* REQUIRED ACTION *
Once you reach the line that contains "Look at the photo above. For each instance of the range", retype it and each later line exactly as written, stopping only at the end of the listing.

* SOURCE DATA *
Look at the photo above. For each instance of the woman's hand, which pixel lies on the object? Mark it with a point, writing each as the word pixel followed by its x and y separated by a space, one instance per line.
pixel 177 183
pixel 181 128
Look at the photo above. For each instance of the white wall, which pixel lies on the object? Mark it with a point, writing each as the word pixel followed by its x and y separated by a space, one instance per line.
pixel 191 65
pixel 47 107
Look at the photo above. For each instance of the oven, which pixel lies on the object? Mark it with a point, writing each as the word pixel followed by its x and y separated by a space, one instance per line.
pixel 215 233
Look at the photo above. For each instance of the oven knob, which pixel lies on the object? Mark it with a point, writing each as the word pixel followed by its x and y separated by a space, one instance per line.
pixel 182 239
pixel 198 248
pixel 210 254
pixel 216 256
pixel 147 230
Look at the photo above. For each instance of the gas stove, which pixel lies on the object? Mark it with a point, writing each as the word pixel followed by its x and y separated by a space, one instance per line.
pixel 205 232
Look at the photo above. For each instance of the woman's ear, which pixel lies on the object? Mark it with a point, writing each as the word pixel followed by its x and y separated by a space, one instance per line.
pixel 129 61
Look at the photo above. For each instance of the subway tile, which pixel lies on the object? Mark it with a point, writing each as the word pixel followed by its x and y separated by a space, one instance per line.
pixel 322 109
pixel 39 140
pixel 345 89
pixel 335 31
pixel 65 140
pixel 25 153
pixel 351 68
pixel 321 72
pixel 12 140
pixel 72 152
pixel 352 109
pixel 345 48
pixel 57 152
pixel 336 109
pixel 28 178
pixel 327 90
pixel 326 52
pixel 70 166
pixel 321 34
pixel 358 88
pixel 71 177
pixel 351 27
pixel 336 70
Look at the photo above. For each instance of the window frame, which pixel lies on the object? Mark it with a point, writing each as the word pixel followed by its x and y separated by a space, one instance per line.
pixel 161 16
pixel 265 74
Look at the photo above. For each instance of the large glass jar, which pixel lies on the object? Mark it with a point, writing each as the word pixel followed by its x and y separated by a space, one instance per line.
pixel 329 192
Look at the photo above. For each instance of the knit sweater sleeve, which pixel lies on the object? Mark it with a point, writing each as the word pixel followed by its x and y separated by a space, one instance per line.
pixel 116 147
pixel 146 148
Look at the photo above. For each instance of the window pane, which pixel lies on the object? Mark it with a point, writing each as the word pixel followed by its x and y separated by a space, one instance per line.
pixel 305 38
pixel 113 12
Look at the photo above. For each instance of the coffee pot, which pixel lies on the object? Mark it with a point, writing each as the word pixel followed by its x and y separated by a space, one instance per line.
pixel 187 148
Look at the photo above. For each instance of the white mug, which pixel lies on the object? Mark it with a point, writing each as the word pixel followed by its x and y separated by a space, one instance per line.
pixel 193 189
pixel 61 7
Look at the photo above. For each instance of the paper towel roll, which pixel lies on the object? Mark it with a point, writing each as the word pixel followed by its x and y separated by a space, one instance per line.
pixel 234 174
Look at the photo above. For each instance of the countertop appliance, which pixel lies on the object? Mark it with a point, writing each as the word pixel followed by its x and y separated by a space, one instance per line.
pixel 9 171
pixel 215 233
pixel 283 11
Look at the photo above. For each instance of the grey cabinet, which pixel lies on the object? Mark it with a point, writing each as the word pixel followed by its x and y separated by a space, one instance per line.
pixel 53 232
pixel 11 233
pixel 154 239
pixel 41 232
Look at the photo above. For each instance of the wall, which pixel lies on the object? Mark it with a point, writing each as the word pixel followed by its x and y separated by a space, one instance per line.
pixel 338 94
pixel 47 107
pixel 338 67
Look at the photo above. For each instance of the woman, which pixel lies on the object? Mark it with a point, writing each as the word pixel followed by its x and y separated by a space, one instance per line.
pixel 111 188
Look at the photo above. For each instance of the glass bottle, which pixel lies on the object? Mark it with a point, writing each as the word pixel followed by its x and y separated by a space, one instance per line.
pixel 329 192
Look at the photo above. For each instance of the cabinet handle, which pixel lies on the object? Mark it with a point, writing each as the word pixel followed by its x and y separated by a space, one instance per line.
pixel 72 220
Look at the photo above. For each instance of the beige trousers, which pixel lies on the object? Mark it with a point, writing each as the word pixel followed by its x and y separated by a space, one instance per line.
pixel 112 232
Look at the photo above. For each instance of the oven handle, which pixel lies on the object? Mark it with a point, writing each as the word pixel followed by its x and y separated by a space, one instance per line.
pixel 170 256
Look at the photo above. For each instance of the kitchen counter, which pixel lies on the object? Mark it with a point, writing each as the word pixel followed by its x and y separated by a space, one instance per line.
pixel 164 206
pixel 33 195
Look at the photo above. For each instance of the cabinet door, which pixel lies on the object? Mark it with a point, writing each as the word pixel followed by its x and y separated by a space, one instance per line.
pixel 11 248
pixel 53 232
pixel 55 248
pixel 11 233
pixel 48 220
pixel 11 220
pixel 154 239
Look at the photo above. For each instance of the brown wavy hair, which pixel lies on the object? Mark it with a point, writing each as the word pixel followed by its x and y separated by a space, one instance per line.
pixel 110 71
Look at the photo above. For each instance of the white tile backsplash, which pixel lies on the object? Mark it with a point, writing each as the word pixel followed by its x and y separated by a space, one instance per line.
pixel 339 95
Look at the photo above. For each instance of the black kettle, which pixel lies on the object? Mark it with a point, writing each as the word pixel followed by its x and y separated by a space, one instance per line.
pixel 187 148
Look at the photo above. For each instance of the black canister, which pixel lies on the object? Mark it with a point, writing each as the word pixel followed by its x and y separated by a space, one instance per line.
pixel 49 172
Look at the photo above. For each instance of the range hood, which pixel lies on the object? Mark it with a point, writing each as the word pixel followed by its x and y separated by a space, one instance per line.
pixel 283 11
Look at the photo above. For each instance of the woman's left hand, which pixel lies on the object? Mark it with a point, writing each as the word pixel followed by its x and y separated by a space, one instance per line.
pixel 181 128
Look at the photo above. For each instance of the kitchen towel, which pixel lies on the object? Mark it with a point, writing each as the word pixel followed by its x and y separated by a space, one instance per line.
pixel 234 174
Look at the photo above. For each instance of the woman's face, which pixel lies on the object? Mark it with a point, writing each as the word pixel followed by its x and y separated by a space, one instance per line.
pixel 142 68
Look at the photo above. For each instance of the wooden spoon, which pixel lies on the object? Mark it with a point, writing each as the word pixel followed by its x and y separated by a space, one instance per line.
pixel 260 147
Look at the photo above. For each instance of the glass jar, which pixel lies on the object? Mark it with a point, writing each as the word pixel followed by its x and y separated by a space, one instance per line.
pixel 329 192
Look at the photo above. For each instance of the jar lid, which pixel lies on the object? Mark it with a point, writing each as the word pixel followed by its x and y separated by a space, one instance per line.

* TASK OUTPUT *
Look at the photo above. For each instance of the range hood, which pixel lies on the object? Mark it with a point, writing each as the word pixel followed by its x and y separated by a space, one instance per line.
pixel 283 11
Look at the photo above. For each instance of the woman's left hand, which pixel lies on the object? Mark it with a point, writing each as the word pixel followed by its x and y separated by a space, one instance per line.
pixel 181 128
Look at the photo above. For each instance of the kitchen towel, which pixel lies on the object? Mark it with a point, writing each as the word pixel followed by its x and y separated by a space, one instance per line.
pixel 234 174
Look at the photo above. For each instance of the woman's face, which pixel lies on the object? Mark it with a point, writing each as the word pixel followed by its x and y separated by a space, one instance per line.
pixel 142 68
Look at the photo above. For each instance of the wooden spoon, which pixel lies on the object? Mark it with a point, writing each as the word pixel followed by its x and y separated by a space, one instance per line.
pixel 260 147
Look at the photo above. For each instance of the glass jar, which pixel lies on the object? Mark it with a point, writing each as the word pixel followed by its x and y separated by a space, one instance per line.
pixel 329 192
Look at the photo above. For each instance of the jar lid, which pixel lies on the object? Mark it with a point, writing each as the word pixel followed by its x and y separated by a space, one instance per line.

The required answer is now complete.